Цитируемый текст:
______________________________

На практике, готовясь к разговору о возрастном цикле, я попросил Судхира Какара назвать мне на хинди термин, соответствующий нашей «заботе». Он ответил, что точного соответствия, выраженного одним словом, он не подберет; взрослый человек выполняет свои задачи, практикуя Даму (ограничение), Дану (милосердие) и Дайю (сострадание). Я мог только ответить, что эти слова легко переводятся на простой английский язык словосочетаниями «to be careful» (быть осторожным) «to take саrе of» (позаботиться о ком-либо/чем-либо), и «to care for» (ухаживать за кем-либо/любить кого-либо) (Erikson, 1980).
Таблица 2. Психосоциальные кризисы
Здесь может быть полезным вспомнить о последовательности этих стадий на лестнице развития, предложенной эпигенетической точкой зрения, представленной в табл. 2. Так как в ней я решил начать обсуждение психосоциальных этапов развития с самого верха, то есть с последнего уровня зрелости, а не с «начала начал», то стоит окинуть взглядом всю лестницу, ведущую к этой вершине. Между надеждой и верностью мы поместили (в четком соответствии с этапами развития) такие качества, как воля, целеустремленность, компетентность, а между верностью и заботой – любовь. Кроме заботы, мы осмелились внести в этот список нечто, что мы обозначили как мудрость. Однако вертикали таблицы демонстрируют со всей очевидностью, что каждая ступенька (даже мудрость) опирается на все предшествующие ей, в то время как созревание одного из этих качеств (и психологический кризис) в развитии, обозначенном горизонталью, создает все новые коннотации для всех «нижних» и уже завершенных этапов, так же, как и только формирующимся и расположенным выше. Об этом не следует забывать.

______________________________

Извлеченные строки:
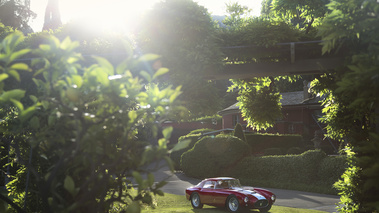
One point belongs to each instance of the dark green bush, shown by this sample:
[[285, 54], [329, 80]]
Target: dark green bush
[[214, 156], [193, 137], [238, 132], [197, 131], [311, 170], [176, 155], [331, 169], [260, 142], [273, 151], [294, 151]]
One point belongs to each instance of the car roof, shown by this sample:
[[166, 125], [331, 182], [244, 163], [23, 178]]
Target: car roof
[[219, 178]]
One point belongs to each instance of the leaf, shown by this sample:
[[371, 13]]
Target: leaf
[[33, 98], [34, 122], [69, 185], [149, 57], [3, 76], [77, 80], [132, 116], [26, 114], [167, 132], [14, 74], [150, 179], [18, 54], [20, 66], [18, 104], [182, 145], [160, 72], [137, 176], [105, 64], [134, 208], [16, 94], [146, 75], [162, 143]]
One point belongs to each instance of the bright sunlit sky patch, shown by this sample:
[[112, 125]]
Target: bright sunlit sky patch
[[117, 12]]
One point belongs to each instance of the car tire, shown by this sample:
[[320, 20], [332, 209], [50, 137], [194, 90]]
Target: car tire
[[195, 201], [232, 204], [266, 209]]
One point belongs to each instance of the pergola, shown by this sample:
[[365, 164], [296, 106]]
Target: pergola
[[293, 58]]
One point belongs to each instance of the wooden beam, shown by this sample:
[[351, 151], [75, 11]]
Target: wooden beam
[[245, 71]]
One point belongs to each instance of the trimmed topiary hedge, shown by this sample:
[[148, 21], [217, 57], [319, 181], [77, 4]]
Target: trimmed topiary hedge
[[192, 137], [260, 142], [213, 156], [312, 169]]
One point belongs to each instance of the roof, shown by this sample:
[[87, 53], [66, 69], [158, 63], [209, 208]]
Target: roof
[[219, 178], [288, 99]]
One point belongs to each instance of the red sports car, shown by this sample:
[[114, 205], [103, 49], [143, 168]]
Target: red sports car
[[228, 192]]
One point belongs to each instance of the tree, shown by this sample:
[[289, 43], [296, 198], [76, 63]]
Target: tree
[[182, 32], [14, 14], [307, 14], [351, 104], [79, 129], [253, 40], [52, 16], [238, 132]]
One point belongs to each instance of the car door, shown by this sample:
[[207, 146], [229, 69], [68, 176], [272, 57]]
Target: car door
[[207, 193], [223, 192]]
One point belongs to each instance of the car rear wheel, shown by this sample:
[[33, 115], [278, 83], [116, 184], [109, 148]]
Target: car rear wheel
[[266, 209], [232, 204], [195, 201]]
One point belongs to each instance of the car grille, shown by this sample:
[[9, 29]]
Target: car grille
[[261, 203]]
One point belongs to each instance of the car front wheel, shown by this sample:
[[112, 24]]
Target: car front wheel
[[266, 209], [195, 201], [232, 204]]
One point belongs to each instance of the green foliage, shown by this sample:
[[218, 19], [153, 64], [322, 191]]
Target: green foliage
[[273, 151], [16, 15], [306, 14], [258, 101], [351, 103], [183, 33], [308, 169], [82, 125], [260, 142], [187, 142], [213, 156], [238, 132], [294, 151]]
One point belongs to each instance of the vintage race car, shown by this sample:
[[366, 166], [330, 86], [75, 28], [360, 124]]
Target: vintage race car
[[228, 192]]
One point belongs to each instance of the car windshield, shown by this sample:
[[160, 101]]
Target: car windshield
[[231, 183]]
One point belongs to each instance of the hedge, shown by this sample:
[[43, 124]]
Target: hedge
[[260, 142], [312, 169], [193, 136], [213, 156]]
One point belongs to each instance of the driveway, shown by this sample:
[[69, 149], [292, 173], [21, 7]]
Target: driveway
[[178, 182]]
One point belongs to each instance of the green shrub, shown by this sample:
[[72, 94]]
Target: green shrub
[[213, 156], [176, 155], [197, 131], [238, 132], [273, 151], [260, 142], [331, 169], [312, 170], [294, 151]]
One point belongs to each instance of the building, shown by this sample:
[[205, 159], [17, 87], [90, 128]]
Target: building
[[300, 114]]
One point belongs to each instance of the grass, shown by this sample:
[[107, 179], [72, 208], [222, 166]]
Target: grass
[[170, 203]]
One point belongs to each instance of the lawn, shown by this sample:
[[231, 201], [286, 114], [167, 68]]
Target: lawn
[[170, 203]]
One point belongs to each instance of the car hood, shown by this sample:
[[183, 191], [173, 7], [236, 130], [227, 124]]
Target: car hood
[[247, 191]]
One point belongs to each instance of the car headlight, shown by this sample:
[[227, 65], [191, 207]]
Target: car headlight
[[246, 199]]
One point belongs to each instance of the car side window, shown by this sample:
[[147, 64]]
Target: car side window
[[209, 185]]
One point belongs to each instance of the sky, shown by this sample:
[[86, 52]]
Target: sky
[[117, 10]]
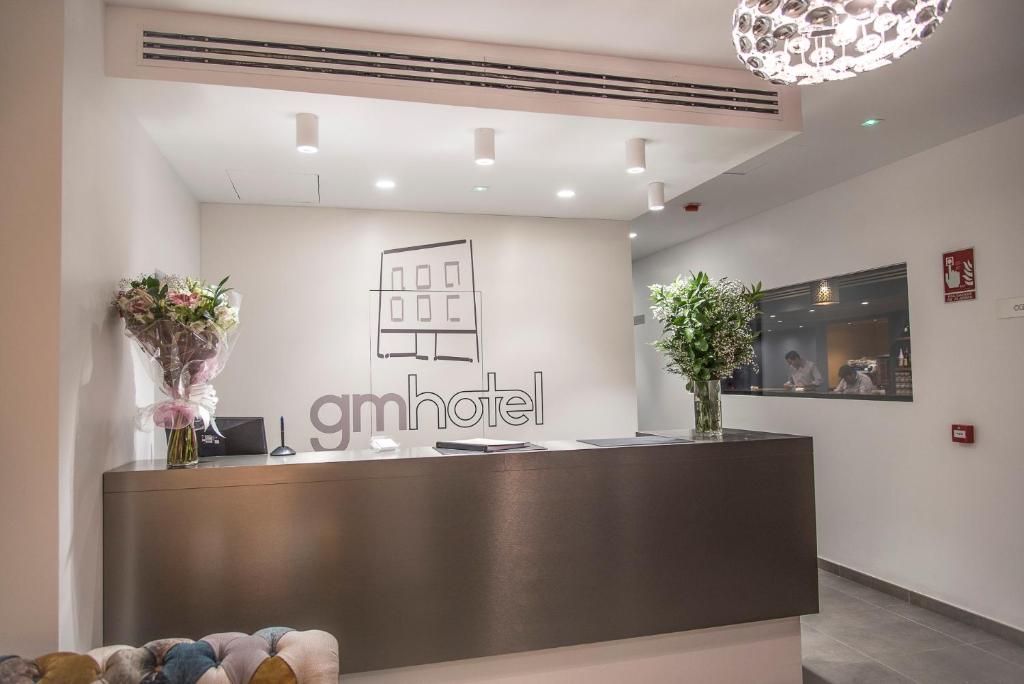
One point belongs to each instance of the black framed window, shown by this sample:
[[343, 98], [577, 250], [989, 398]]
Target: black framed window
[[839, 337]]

______________________________

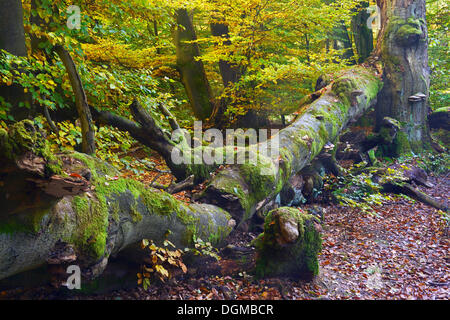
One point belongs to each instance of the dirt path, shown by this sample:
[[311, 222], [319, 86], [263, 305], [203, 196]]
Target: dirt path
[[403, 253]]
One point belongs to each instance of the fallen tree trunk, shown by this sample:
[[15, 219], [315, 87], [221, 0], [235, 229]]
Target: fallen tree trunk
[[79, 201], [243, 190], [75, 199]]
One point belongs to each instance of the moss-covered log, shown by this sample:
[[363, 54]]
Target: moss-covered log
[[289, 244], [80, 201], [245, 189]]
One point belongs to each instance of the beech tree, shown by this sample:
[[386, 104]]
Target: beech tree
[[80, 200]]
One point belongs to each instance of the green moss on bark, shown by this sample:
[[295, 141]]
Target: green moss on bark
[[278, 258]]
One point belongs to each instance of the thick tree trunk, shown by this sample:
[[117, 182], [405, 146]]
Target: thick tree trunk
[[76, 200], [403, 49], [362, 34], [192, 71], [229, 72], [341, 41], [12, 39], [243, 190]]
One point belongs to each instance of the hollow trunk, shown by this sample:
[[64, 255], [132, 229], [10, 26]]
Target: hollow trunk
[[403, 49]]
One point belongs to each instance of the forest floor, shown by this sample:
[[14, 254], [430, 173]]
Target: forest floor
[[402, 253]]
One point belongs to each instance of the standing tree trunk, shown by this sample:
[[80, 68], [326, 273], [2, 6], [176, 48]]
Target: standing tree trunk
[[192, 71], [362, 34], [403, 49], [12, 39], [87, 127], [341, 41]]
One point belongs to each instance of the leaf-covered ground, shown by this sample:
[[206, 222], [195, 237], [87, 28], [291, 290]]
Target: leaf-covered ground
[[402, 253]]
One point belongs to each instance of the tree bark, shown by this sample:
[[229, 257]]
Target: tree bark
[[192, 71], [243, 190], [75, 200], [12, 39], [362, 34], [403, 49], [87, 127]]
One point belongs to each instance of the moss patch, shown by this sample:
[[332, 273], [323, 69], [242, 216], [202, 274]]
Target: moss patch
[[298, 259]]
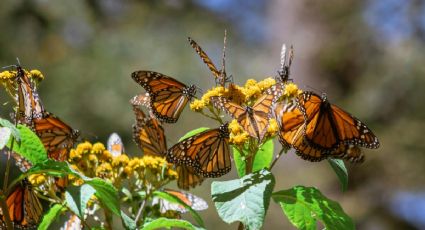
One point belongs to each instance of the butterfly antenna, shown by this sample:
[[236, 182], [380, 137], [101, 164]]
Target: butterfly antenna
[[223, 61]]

______________________________

Условия заданий:
(a) Перечислите все качества, которые фрагмент о психосоциальных стадиях помещает на лестницу развития.
(b) Соответствуют ли фрагменту о психосоциальных стадиях следующие утверждения? (i) Какар подобрал одно слово на хинди, точно соответствующее «заботе». (ii) Обсуждение психосоциальных этапов начато с последнего уровня зрелости. (iii) Мудрость не опирается на предшествующие ступени. Для каждого ответьте «да» или «нет» и приведите решающие слова фрагмента дословно.
(c) Напишите продолжение фрагмента о психосоциальных стадиях, начиная сразу после его последнего предложения.

Ответы по заданиям:
(a) Надежда, воля, целеустремленность, компетентность, верность, любовь, забота, мудрость.

(b)
(i) Нет: «точного соответствия, выраженного одним словом, он не подберет».
(ii) Да: «начать обсуждение психосоциальных этапов развития с самого верха, то есть с последнего уровня зрелости».
(iii) Нет: «каждая ступенька (даже мудрость) опирается на все предшествующие ей».

(c)
Кроме того, может возникнуть вопрос, каким образом мы пришли к мысли о том, чтобы так последовательно применить эпигенетический принцип к описанию общей конфигурации психосоциального феномена. Не означает ли это, что соматический процесс обладает полной организующей властью над социальным? На это следует ответить, что жизненные этапы всегда «связаны» с соматическими процессами, даже если они остаются зависимыми от психических процессов личностного развития и этической силы социальных процессов.
Можно предположить тогда, что эпигенетическая природа этой лестницы должна отражаться в определенной лингвистической согласованности этих терминов. И действительно, такие слова, как надежда, верность, забота, имеют внутреннюю логику, которая, как представляется, подтверждает значение развития. Надежда есть «ожидание исполнения желаемого» – фраза, вполне соответствующая неопределенному инстинктивному стремлению, которое будит некие твердые ожидания. Это также соответствует нашему предположению о том, что первая базовая сила и корень развития возникают в результате разрешения первой антитезы развития, а именно «базовое доверие/ базовое недоверие».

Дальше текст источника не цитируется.